Instructions to follow =>
Pick out each line of the items below that contains the string "query", and list those lines.

(Dataset rows)
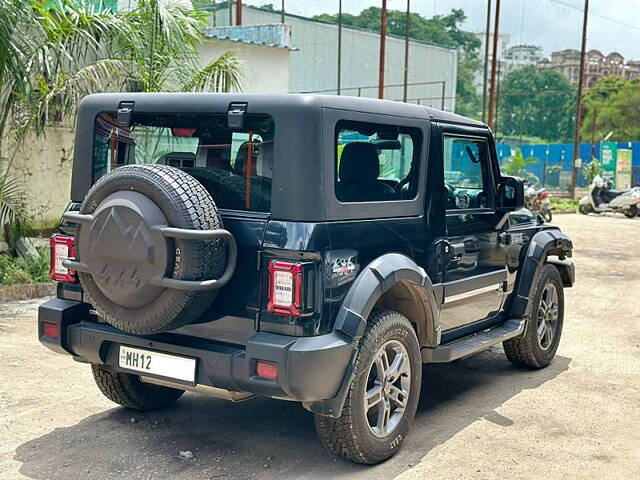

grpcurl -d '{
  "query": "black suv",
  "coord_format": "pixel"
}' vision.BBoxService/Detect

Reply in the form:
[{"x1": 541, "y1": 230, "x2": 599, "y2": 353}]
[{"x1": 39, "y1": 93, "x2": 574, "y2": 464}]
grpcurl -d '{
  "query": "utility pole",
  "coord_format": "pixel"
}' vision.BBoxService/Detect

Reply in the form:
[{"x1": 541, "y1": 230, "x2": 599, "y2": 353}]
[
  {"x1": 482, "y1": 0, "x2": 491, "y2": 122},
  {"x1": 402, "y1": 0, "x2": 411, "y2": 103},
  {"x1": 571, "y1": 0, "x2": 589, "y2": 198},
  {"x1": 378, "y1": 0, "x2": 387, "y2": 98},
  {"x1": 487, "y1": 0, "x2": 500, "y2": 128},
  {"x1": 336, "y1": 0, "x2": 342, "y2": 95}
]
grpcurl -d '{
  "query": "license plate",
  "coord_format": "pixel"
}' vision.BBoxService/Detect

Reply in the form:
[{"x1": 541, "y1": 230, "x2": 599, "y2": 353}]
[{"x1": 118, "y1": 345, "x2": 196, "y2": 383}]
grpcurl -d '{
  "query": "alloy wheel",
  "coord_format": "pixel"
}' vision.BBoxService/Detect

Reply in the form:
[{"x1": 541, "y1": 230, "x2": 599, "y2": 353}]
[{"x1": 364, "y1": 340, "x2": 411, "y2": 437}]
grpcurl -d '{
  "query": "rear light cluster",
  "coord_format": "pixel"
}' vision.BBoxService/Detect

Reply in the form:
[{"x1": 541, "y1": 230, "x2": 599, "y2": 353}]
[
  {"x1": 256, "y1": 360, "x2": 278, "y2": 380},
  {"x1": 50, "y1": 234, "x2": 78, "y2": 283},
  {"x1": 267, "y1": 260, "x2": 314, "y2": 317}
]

* * *

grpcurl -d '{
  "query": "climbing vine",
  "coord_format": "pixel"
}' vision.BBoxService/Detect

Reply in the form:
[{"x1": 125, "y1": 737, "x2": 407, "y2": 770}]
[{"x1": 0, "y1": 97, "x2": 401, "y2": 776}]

Solution to this task =>
  "query": "black suv",
  "query": "utility pole",
  "query": "license plate",
  "query": "alloy wheel",
  "query": "rear light cluster",
  "query": "climbing vine",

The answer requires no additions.